■ Available data:
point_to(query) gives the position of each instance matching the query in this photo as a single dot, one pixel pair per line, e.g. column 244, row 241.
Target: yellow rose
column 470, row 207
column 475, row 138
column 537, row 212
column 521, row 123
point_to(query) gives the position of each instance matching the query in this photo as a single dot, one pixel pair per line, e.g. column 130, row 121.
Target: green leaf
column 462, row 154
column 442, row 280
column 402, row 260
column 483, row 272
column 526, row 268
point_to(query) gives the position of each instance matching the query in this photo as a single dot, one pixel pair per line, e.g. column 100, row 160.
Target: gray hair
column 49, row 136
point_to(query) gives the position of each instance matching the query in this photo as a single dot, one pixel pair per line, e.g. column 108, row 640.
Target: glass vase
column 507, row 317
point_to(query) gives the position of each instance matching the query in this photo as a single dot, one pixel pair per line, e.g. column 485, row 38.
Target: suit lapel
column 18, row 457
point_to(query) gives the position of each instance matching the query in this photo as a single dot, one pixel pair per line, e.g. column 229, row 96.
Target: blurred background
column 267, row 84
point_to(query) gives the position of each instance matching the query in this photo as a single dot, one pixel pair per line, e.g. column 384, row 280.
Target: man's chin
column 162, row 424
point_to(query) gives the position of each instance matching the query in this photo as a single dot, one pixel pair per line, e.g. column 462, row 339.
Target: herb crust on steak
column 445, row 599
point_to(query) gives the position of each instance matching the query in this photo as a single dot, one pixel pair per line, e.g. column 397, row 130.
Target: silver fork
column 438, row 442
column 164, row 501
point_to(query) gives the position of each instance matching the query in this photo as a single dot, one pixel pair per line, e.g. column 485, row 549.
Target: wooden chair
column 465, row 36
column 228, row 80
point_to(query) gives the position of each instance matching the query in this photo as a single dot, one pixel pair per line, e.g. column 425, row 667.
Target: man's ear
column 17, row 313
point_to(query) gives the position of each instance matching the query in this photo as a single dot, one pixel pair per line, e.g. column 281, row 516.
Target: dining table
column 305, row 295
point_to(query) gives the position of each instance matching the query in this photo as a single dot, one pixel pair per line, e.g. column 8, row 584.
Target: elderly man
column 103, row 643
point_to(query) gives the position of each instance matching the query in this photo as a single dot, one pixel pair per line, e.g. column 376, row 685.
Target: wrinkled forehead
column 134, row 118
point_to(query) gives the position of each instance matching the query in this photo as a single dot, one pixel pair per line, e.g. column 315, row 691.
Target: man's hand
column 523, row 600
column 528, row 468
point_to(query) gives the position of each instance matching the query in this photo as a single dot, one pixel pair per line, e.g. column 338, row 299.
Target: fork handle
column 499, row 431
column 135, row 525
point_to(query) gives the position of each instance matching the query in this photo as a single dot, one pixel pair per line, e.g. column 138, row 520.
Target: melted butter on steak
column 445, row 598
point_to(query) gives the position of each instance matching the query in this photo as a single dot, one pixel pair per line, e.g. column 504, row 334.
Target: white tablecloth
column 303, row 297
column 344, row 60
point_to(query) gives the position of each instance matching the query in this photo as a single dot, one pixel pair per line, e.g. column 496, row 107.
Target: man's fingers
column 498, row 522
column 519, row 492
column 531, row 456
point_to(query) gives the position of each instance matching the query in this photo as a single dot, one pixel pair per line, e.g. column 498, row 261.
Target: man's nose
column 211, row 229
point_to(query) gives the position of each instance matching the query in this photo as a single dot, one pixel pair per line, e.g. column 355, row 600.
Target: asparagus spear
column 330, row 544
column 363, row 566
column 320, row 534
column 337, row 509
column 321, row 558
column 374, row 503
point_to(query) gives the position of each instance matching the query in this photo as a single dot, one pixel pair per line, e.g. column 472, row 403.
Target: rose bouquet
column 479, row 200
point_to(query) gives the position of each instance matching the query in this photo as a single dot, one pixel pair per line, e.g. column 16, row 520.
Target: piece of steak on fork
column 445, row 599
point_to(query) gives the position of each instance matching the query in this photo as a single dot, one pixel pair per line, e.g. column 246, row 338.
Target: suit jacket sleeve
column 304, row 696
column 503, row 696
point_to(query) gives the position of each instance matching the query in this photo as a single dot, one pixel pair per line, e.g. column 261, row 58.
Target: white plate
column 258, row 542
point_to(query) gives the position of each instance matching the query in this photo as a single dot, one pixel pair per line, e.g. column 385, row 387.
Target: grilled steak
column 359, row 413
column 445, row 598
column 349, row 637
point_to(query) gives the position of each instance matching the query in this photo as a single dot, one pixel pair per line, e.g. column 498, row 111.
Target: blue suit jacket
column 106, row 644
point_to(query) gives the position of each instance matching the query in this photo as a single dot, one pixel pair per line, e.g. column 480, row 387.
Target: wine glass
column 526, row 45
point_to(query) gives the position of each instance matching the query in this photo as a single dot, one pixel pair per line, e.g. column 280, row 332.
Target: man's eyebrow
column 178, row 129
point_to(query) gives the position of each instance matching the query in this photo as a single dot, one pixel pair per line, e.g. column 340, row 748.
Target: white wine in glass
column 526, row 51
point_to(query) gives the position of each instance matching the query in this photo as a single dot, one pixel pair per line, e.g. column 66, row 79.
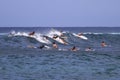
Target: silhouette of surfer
column 32, row 33
column 103, row 44
column 54, row 45
column 74, row 48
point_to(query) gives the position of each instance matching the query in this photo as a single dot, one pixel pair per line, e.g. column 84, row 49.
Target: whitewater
column 21, row 59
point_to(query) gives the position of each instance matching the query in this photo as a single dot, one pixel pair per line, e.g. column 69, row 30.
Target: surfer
column 88, row 49
column 55, row 36
column 41, row 47
column 103, row 44
column 80, row 34
column 73, row 48
column 54, row 45
column 31, row 33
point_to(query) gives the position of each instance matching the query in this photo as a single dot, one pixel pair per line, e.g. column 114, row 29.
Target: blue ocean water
column 20, row 58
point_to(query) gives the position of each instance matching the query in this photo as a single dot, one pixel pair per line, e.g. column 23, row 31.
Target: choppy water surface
column 18, row 62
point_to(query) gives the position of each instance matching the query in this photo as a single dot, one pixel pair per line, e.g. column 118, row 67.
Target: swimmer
column 73, row 48
column 88, row 49
column 55, row 45
column 80, row 34
column 41, row 47
column 103, row 44
column 32, row 33
column 55, row 36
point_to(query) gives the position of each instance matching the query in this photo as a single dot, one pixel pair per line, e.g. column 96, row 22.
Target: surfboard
column 81, row 36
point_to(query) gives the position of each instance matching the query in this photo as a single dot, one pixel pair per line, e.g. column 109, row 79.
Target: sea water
column 20, row 62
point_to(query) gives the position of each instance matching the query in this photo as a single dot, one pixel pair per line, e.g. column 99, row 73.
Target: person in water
column 80, row 34
column 32, row 33
column 74, row 48
column 103, row 44
column 55, row 36
column 55, row 45
column 41, row 47
column 88, row 49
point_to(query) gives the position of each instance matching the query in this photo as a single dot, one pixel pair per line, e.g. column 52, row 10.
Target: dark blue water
column 20, row 62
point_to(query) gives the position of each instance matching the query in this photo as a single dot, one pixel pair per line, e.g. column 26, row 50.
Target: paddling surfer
column 103, row 44
column 31, row 33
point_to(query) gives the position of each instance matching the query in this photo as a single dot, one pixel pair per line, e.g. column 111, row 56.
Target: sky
column 59, row 13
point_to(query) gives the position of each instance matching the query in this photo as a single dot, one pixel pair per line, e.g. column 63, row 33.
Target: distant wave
column 65, row 39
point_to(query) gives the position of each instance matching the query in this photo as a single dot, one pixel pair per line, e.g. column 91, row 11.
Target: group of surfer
column 74, row 48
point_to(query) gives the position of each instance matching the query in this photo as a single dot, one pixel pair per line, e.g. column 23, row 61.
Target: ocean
column 22, row 59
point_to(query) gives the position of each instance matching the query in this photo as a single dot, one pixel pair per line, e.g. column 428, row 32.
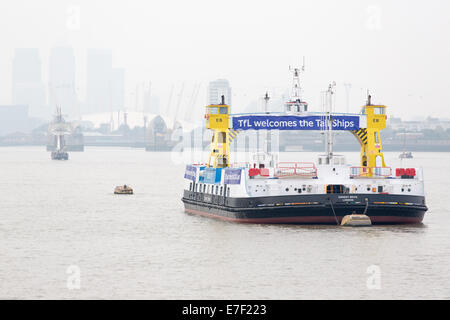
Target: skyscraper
column 217, row 89
column 61, row 86
column 99, row 84
column 27, row 86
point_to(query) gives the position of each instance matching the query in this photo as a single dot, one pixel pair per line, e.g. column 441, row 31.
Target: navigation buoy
column 356, row 220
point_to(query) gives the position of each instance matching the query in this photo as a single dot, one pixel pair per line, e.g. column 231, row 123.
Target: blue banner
column 294, row 122
column 190, row 173
column 232, row 176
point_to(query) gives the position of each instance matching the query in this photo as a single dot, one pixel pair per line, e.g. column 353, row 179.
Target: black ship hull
column 308, row 209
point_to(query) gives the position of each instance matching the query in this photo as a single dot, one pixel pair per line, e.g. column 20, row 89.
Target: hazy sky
column 399, row 49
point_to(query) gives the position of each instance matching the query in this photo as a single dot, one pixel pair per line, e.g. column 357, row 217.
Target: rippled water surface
column 54, row 215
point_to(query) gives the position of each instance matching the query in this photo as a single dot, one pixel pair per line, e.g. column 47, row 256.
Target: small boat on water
column 123, row 189
column 60, row 154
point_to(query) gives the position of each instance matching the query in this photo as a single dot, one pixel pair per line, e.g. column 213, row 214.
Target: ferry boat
column 59, row 128
column 266, row 190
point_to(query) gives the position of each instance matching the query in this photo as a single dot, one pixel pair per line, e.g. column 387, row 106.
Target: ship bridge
column 365, row 126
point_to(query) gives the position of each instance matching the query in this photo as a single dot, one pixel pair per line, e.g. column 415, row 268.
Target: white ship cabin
column 260, row 178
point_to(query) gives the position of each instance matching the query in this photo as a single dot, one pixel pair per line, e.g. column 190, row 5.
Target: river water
column 65, row 235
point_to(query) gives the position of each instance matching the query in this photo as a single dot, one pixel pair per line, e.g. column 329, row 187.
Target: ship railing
column 296, row 169
column 370, row 172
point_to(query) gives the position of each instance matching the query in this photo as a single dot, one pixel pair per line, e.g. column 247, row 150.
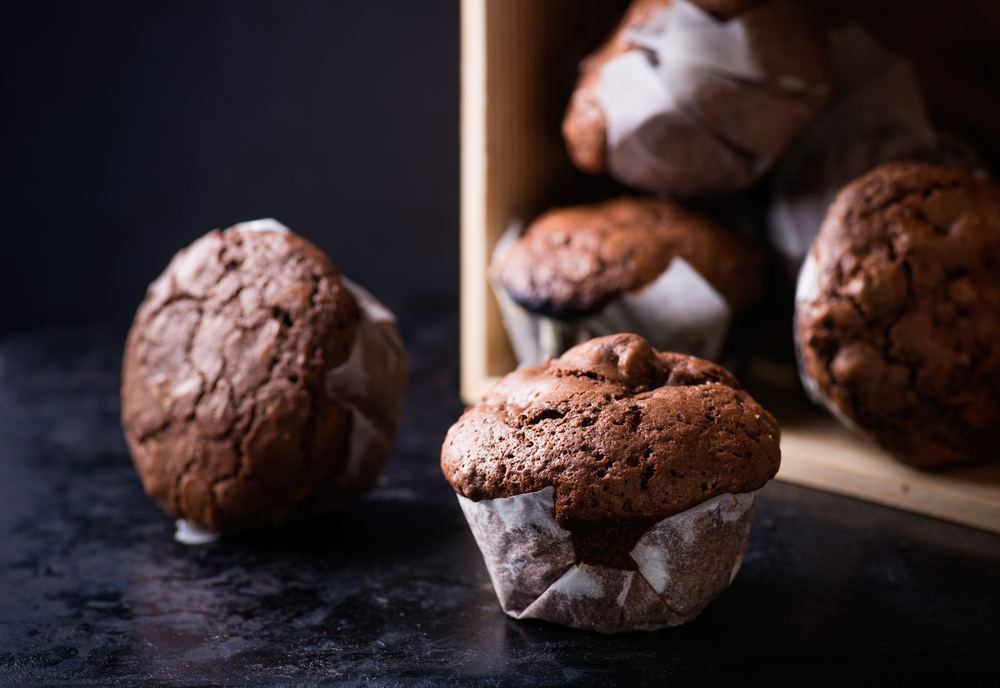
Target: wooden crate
column 519, row 62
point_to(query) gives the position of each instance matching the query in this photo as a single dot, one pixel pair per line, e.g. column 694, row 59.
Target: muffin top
column 574, row 261
column 620, row 430
column 224, row 404
column 899, row 313
column 584, row 126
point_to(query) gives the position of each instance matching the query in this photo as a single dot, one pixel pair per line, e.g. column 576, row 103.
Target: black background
column 132, row 128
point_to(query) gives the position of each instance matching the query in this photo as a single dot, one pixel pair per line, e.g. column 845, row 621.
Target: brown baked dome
column 724, row 131
column 584, row 127
column 621, row 431
column 574, row 261
column 898, row 315
column 223, row 399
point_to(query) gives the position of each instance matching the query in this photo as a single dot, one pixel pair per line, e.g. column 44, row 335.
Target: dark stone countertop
column 393, row 591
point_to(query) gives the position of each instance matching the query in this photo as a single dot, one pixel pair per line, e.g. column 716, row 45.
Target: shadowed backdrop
column 133, row 128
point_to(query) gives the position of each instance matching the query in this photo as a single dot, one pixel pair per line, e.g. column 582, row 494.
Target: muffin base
column 684, row 562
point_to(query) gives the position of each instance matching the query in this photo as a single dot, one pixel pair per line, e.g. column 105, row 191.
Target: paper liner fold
column 707, row 106
column 684, row 562
column 878, row 115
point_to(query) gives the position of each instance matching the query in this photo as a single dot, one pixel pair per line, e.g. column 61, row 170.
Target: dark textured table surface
column 392, row 590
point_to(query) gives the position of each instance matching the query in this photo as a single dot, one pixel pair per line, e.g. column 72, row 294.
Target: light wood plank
column 820, row 453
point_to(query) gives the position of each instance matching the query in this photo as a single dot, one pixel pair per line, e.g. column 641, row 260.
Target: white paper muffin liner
column 371, row 383
column 879, row 115
column 684, row 562
column 667, row 129
column 679, row 311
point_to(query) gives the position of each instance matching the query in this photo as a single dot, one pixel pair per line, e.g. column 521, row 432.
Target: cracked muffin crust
column 623, row 433
column 223, row 399
column 574, row 261
column 898, row 323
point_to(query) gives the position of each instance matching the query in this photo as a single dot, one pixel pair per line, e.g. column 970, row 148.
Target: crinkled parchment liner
column 685, row 561
column 371, row 383
column 879, row 115
column 696, row 110
column 679, row 311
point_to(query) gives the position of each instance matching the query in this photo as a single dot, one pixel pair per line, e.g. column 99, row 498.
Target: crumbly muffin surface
column 902, row 332
column 573, row 261
column 623, row 432
column 223, row 399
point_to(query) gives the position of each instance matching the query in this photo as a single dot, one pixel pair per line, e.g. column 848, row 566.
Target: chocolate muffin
column 898, row 312
column 612, row 488
column 644, row 265
column 227, row 403
column 574, row 261
column 662, row 109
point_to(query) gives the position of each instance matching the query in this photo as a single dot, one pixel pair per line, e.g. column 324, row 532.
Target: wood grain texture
column 822, row 454
column 519, row 62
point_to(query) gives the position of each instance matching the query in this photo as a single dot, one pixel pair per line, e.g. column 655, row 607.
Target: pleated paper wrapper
column 679, row 311
column 707, row 106
column 683, row 563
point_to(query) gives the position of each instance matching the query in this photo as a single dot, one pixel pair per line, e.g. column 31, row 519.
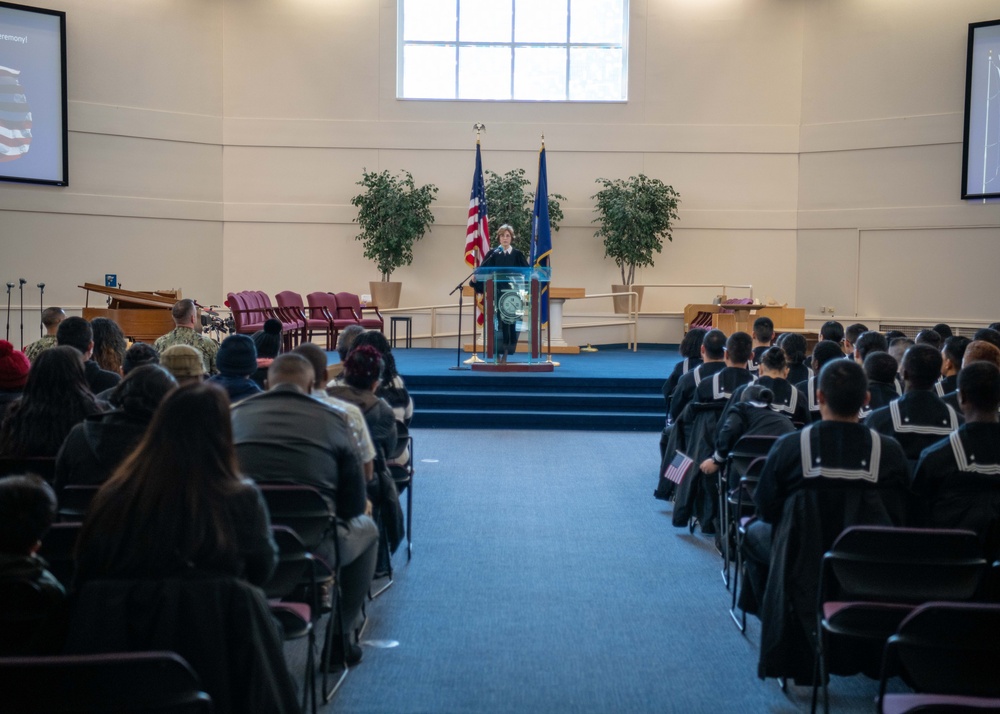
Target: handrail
column 723, row 286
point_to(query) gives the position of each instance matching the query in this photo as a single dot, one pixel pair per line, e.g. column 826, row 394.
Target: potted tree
column 509, row 202
column 393, row 214
column 635, row 215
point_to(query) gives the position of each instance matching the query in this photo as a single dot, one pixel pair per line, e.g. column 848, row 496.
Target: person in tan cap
column 185, row 363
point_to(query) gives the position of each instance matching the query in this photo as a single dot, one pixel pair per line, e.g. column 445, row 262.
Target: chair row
column 326, row 313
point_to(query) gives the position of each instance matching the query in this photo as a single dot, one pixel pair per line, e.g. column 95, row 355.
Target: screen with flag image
column 981, row 157
column 33, row 95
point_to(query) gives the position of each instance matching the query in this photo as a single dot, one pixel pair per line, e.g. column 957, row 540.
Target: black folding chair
column 121, row 682
column 948, row 653
column 872, row 578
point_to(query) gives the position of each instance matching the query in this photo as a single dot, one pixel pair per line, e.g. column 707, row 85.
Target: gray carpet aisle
column 545, row 578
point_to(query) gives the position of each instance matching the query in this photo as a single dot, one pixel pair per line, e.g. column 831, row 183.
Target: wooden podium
column 142, row 316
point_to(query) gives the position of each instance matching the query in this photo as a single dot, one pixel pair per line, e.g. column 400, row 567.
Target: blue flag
column 541, row 234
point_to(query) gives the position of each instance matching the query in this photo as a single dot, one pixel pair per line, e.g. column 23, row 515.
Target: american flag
column 15, row 116
column 477, row 234
column 678, row 469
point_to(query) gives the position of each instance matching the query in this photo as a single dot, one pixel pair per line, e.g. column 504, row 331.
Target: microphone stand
column 10, row 286
column 41, row 307
column 22, row 281
column 458, row 347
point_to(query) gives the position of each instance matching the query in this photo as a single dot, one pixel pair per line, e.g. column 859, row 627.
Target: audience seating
column 349, row 305
column 948, row 653
column 120, row 682
column 42, row 466
column 304, row 510
column 296, row 618
column 291, row 303
column 57, row 549
column 873, row 577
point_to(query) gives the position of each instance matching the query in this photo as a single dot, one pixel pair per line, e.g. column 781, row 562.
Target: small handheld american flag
column 679, row 468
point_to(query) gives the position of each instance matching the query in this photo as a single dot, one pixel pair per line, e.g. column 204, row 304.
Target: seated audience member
column 794, row 346
column 109, row 344
column 14, row 368
column 951, row 362
column 391, row 388
column 977, row 351
column 713, row 356
column 867, row 343
column 880, row 368
column 822, row 353
column 236, row 361
column 355, row 419
column 919, row 418
column 987, row 334
column 185, row 363
column 958, row 478
column 929, row 337
column 851, row 335
column 95, row 447
column 723, row 383
column 831, row 330
column 752, row 415
column 832, row 474
column 286, row 435
column 944, row 330
column 187, row 331
column 177, row 503
column 27, row 509
column 362, row 374
column 345, row 342
column 51, row 317
column 268, row 344
column 763, row 336
column 690, row 350
column 135, row 356
column 76, row 332
column 55, row 399
column 785, row 398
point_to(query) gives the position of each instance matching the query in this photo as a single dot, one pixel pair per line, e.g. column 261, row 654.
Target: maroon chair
column 349, row 305
column 290, row 303
column 325, row 305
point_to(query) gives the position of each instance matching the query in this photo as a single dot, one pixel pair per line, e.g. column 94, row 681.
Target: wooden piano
column 143, row 316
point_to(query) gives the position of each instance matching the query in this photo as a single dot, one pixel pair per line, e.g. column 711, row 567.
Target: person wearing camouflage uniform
column 51, row 317
column 185, row 315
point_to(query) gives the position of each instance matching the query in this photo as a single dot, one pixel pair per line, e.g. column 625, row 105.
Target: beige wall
column 215, row 145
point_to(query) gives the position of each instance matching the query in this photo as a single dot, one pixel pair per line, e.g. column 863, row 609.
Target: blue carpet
column 545, row 578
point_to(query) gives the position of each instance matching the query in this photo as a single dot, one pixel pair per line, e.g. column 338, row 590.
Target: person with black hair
column 919, row 418
column 763, row 336
column 958, row 478
column 752, row 414
column 951, row 363
column 824, row 352
column 95, row 447
column 723, row 383
column 851, row 335
column 881, row 368
column 795, row 347
column 77, row 332
column 713, row 355
column 785, row 398
column 690, row 350
column 55, row 399
column 27, row 510
column 803, row 503
column 391, row 387
column 831, row 331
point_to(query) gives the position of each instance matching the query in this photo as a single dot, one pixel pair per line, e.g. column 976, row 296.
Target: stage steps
column 536, row 401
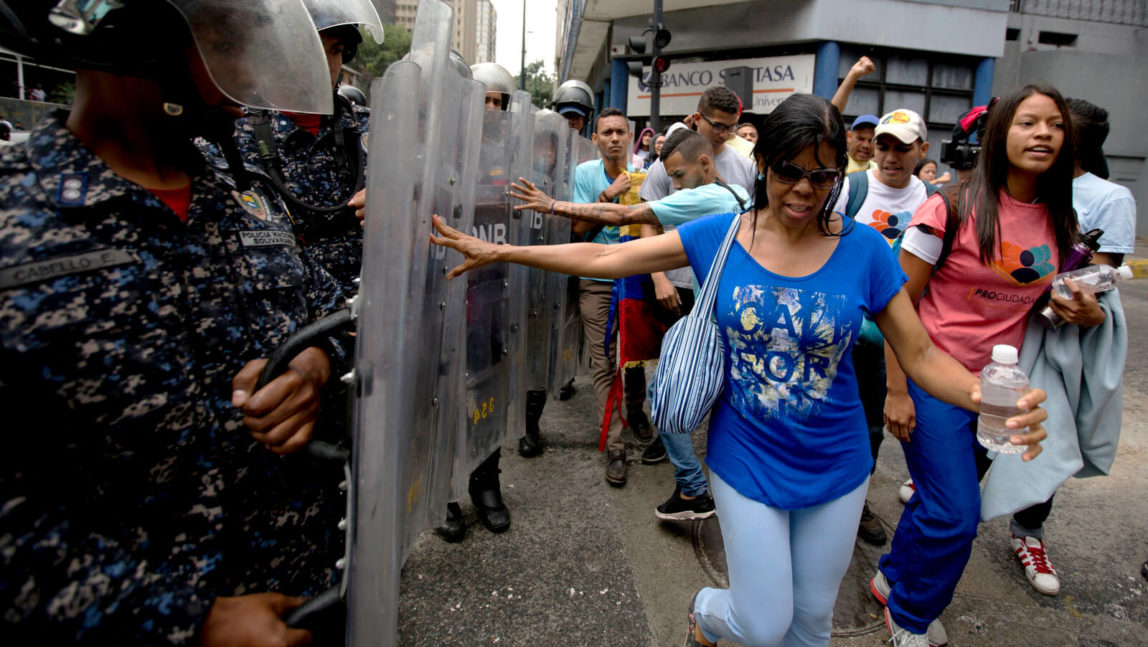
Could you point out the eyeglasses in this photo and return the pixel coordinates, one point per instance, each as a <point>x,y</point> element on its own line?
<point>718,126</point>
<point>791,173</point>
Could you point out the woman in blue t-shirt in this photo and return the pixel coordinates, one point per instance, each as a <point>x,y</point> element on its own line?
<point>788,446</point>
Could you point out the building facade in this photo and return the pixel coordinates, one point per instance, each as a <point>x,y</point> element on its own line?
<point>474,33</point>
<point>938,57</point>
<point>487,32</point>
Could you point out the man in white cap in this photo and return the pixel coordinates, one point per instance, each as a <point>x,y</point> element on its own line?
<point>883,197</point>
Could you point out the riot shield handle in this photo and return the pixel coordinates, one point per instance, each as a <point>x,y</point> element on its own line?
<point>312,334</point>
<point>303,615</point>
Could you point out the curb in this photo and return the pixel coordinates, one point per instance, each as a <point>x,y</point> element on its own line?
<point>1139,267</point>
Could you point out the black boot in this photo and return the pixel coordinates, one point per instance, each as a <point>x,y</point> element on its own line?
<point>486,495</point>
<point>567,391</point>
<point>454,529</point>
<point>530,444</point>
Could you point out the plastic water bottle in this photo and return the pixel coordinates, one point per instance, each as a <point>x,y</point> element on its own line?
<point>1091,279</point>
<point>1002,383</point>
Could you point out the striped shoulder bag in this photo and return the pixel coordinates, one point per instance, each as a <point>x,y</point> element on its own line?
<point>692,365</point>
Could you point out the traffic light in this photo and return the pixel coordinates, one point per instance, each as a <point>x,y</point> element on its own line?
<point>654,39</point>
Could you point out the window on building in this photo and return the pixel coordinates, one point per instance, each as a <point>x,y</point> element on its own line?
<point>938,87</point>
<point>1056,38</point>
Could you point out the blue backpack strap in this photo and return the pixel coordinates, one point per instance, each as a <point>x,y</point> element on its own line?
<point>859,188</point>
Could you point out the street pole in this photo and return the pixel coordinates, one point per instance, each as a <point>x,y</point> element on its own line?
<point>521,72</point>
<point>654,77</point>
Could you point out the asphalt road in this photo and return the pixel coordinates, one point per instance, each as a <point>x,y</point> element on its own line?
<point>584,563</point>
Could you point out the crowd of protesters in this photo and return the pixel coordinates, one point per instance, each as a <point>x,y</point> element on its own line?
<point>149,271</point>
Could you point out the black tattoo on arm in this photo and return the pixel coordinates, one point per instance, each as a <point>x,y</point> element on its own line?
<point>607,212</point>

■ Task:
Using the listing above, reproduce word for word every line from the one containing "247, row 150." through the one containing "105, row 191.". Pictures must be left out.

■ Response to this exercise:
point_to(query) gives the position of each instance matching the query in this photo as a single dot, one pixel pair per line, e.g. column 247, row 150.
Target: wooden crate
column 519, row 62
point_to(query) gives the position of each instance matching the query in this photo as a single dot, one pixel pair per line, e.g. column 694, row 59.
Target: muffin top
column 574, row 261
column 620, row 430
column 224, row 404
column 899, row 313
column 584, row 126
point_to(query) gives the position of each instance matching the query in this photo as a single dot, one pixel pair per line, e.g. column 576, row 103.
Target: black background
column 132, row 128
point_to(query) gives the position of each instance matching the query in this photo as a single dot, one pixel pair per line, e.g. column 845, row 621.
Target: brown baked dome
column 724, row 131
column 584, row 127
column 621, row 431
column 574, row 261
column 898, row 315
column 223, row 399
point_to(query) gives the position of each instance matching the query in this photo as a single dot, one pixel pair per line, e.g. column 44, row 335.
Target: dark stone countertop
column 393, row 591
point_to(query) gives the position of each instance matching the query in this photo as a single dot, one pixel pair per line, e.g. column 716, row 45.
Target: shadowed backdrop
column 133, row 128
point_to(query) gives the position of each instance matching the query in this photo as a single dot, one pixel pair per line, e.g. column 582, row 494.
Target: muffin base
column 684, row 562
point_to(query) gives the position of each instance matching the query in this photo as a single dot, one pixel pair per line, e.g. column 105, row 191.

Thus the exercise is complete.